RAW RECORDS:
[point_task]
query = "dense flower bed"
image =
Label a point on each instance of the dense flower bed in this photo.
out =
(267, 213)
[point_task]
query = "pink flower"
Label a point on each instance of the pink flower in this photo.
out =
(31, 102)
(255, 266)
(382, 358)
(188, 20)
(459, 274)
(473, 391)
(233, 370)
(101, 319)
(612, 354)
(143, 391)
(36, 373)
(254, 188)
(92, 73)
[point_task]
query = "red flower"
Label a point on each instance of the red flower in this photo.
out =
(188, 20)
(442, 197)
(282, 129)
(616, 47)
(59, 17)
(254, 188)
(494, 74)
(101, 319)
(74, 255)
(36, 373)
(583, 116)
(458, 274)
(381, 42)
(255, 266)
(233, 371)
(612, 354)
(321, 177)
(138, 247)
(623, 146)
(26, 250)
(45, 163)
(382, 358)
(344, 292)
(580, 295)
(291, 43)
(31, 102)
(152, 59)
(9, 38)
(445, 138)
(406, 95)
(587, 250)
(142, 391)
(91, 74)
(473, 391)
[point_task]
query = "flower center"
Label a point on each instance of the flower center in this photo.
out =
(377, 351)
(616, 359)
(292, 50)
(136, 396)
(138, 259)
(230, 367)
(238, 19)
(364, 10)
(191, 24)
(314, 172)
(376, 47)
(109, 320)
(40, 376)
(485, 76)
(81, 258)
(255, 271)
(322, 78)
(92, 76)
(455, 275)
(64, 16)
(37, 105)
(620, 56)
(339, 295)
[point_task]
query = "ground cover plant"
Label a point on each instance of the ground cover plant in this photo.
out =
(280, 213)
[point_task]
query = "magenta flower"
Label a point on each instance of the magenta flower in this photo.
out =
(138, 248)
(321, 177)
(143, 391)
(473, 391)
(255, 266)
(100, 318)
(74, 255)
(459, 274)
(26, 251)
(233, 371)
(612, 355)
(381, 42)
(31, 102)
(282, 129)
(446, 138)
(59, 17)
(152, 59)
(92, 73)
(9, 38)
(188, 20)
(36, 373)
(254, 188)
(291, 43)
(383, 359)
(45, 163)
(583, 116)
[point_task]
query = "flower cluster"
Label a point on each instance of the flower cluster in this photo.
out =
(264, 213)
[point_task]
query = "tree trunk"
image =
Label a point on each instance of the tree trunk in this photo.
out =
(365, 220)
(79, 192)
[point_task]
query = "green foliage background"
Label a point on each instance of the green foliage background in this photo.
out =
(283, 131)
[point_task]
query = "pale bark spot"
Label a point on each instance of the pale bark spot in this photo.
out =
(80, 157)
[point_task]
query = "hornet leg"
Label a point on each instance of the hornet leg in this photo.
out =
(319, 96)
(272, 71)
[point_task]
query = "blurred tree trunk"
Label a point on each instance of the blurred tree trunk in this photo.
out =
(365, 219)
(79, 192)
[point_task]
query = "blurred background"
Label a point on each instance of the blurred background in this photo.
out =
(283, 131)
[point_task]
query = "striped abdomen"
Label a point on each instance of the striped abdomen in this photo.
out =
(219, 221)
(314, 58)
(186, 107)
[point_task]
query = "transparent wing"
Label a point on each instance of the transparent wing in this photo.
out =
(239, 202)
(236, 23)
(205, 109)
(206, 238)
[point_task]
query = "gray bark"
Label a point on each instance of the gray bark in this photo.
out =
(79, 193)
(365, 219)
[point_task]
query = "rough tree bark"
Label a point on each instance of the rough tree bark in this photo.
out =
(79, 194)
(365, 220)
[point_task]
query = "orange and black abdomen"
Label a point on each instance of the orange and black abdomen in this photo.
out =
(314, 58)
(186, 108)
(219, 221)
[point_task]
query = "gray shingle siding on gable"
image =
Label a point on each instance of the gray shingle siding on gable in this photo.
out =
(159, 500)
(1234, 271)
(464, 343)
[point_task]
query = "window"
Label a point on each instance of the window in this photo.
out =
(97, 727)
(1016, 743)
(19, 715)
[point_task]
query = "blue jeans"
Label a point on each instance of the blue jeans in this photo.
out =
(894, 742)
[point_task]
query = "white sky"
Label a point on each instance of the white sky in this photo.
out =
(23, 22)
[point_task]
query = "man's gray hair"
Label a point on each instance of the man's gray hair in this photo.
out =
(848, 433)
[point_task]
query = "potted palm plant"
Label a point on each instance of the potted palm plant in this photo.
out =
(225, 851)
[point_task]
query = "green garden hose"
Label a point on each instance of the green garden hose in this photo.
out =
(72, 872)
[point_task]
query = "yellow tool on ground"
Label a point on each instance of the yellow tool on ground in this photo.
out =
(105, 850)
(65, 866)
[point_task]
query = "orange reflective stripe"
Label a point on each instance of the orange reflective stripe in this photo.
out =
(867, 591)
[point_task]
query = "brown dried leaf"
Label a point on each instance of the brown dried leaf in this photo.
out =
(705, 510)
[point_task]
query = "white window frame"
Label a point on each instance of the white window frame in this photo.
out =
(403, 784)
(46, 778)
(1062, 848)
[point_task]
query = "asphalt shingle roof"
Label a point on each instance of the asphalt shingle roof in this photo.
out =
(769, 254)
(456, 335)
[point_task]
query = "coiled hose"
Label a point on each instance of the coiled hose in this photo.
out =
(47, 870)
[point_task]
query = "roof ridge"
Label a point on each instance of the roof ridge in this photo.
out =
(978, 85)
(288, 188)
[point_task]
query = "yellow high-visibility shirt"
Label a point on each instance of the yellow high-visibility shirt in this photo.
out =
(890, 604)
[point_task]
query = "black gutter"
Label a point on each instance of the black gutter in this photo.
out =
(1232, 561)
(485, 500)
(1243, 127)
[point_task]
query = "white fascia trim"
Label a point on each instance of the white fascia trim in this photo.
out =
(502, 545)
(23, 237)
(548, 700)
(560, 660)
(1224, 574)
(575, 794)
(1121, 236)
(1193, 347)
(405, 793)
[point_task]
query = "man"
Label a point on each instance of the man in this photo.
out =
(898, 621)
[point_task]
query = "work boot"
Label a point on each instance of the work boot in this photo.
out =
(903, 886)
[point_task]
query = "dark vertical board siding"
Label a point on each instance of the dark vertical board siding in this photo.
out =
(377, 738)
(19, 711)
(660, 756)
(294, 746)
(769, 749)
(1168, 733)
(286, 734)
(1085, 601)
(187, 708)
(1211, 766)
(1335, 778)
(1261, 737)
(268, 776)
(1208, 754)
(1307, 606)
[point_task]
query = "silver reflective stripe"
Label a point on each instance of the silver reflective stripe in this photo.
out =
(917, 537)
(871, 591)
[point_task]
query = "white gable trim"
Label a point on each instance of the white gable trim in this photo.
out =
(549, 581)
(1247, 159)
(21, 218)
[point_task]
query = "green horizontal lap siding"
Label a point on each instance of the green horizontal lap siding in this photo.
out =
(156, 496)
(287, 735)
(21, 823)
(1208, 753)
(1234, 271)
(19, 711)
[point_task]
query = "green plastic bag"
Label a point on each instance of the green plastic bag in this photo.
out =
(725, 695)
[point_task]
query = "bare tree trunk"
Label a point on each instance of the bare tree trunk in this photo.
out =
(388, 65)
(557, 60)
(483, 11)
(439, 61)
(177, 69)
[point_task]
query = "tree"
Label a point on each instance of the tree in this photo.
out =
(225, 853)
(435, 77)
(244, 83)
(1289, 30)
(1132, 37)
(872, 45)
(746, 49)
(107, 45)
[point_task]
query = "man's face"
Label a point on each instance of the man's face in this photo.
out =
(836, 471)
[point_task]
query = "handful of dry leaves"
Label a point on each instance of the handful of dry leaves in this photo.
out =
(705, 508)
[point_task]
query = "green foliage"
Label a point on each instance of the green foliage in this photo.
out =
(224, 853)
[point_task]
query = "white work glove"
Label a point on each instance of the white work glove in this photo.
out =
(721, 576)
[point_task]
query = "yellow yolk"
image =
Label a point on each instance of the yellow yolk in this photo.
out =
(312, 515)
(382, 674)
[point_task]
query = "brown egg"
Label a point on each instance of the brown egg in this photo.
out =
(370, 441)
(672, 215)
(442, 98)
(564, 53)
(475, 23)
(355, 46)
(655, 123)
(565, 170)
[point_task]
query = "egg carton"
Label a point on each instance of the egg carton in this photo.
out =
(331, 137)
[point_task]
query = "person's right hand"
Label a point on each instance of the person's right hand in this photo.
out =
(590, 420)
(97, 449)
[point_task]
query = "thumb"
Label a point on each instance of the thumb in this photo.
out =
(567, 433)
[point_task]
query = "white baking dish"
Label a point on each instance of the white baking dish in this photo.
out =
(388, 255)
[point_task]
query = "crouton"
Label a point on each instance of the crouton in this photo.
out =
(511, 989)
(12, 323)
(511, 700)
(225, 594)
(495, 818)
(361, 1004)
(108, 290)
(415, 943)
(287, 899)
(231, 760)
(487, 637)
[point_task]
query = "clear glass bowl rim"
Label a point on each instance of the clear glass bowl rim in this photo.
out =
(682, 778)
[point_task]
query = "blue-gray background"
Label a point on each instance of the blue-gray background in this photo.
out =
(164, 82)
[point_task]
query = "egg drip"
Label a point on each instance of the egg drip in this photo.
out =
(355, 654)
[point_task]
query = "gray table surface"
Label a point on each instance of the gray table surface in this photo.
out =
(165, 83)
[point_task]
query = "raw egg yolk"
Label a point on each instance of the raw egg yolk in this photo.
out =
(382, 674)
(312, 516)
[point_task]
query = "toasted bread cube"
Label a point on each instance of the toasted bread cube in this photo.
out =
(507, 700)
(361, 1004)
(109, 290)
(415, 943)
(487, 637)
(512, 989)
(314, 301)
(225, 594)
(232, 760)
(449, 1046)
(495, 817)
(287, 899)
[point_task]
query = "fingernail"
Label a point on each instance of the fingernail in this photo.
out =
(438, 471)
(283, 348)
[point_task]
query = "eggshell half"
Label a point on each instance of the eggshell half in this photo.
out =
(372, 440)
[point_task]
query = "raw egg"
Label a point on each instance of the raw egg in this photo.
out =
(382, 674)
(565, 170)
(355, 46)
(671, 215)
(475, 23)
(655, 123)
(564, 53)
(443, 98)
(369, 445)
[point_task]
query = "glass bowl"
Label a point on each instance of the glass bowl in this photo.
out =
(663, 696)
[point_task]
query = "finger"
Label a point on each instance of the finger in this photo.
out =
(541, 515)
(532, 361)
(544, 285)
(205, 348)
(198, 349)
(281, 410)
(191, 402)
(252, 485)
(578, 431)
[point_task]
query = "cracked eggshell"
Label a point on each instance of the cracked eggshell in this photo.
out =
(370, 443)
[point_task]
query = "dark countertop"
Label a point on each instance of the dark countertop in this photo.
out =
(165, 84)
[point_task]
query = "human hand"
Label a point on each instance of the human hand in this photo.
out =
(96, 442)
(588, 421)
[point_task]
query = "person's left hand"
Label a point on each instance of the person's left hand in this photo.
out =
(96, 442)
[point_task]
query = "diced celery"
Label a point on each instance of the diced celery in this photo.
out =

EXERCISE REQUIREMENTS:
Identify every line in the rows that contains the string "bare", and copy each one.

COMPLETED TASK:
query = "bare tree trunk"
Label a point on each instance of the bare tree trunk in this photo.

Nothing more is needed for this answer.